- [DO THIS]: Copy out, unchanged, the part of the records below that opens with the line containing "[trace] distant mountain range" and runs through the final line of the records.

- [PROVIDED RECORDS]:
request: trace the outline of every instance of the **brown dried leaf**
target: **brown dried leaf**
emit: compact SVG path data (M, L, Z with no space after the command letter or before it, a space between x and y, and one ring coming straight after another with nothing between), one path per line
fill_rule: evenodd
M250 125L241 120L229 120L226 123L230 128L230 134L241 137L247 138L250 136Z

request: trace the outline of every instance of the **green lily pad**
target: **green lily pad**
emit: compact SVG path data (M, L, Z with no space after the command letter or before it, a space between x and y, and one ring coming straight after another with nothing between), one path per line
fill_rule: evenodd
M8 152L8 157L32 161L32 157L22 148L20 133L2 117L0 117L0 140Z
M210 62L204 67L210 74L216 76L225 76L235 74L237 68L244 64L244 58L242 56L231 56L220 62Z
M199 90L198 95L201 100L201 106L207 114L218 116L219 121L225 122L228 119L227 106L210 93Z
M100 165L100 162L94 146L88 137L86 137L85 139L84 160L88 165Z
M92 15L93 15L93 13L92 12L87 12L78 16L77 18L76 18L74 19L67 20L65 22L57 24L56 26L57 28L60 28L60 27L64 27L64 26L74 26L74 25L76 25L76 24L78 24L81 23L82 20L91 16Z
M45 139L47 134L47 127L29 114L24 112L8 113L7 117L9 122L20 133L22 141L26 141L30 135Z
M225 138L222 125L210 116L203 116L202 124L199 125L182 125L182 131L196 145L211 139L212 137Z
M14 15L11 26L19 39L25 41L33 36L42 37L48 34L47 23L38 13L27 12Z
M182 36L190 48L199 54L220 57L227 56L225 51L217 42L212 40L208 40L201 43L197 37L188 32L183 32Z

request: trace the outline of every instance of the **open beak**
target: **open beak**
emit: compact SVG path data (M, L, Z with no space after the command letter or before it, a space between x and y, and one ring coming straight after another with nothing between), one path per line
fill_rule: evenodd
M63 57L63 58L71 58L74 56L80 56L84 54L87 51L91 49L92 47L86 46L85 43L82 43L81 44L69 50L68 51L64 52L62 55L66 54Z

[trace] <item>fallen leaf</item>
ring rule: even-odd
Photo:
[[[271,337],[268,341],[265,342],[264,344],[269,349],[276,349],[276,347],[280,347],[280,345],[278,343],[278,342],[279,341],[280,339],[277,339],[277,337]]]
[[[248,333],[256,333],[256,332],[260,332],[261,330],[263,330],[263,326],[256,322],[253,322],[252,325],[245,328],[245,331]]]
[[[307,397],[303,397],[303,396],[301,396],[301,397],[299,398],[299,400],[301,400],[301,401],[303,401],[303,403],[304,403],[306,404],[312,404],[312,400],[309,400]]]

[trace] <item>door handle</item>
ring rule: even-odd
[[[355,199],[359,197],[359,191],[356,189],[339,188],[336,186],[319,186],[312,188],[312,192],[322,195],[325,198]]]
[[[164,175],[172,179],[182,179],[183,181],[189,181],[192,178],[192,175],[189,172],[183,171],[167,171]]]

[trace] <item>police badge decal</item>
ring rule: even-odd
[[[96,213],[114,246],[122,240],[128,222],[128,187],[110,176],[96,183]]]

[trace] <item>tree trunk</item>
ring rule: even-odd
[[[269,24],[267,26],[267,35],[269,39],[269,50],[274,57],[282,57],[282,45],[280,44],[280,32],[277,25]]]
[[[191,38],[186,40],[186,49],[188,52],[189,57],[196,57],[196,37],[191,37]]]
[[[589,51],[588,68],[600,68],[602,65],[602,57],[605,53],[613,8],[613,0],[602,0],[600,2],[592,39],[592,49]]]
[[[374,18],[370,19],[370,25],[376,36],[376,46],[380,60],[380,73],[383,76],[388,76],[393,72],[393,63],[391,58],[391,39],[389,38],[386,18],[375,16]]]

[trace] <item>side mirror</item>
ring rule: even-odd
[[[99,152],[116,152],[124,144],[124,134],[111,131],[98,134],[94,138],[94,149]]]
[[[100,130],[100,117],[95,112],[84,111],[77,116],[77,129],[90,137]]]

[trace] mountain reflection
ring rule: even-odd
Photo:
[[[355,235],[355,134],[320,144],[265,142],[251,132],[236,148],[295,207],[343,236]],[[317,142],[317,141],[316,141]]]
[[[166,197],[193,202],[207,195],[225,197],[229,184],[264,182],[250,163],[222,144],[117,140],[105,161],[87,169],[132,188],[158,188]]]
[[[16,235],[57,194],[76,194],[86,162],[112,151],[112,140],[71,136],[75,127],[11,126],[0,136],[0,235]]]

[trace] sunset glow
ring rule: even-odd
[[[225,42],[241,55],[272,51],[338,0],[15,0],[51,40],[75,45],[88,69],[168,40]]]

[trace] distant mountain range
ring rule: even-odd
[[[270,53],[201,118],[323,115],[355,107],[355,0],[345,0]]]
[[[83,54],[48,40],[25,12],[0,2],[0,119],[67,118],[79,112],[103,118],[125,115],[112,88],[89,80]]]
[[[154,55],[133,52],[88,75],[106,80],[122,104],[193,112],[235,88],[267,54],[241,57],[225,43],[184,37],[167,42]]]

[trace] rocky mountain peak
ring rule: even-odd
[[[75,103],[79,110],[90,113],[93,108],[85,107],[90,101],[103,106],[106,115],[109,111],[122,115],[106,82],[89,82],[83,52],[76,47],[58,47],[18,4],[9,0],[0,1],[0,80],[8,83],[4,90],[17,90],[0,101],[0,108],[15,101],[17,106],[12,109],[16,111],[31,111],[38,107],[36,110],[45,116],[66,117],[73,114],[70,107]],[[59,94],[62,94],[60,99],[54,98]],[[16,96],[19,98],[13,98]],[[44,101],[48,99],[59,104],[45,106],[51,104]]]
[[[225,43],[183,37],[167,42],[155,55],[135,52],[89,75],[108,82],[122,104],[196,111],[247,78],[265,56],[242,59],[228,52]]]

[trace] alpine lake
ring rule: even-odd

- [ANSWER FOR THIS EXERCISE]:
[trace] distant mountain range
ring rule: even-odd
[[[270,53],[201,118],[323,115],[355,107],[355,0],[345,0]]]
[[[83,54],[48,40],[25,12],[0,2],[0,119],[67,118],[79,112],[103,118],[125,115],[112,88],[89,80]]]
[[[154,55],[133,52],[88,75],[106,80],[122,104],[193,112],[235,88],[267,54],[241,57],[225,43],[184,37],[167,42]]]

[trace] rocky mountain peak
ring rule: even-odd
[[[75,103],[79,110],[90,113],[93,108],[85,107],[90,101],[103,106],[106,115],[109,111],[122,115],[106,82],[89,82],[83,52],[76,47],[58,47],[18,4],[9,0],[0,1],[0,80],[8,83],[4,90],[17,90],[0,101],[0,108],[15,101],[17,106],[12,109],[16,111],[31,111],[38,107],[36,110],[45,116],[66,117],[73,114],[70,107]],[[59,94],[62,94],[60,99],[54,98]],[[16,96],[19,98],[13,98]],[[44,101],[48,99],[59,104],[45,106],[51,104]]]
[[[225,43],[183,37],[167,42],[155,55],[135,52],[89,75],[108,82],[122,104],[196,111],[247,78],[265,56],[242,59],[228,52]]]

[trace] alpine lake
ring rule: even-odd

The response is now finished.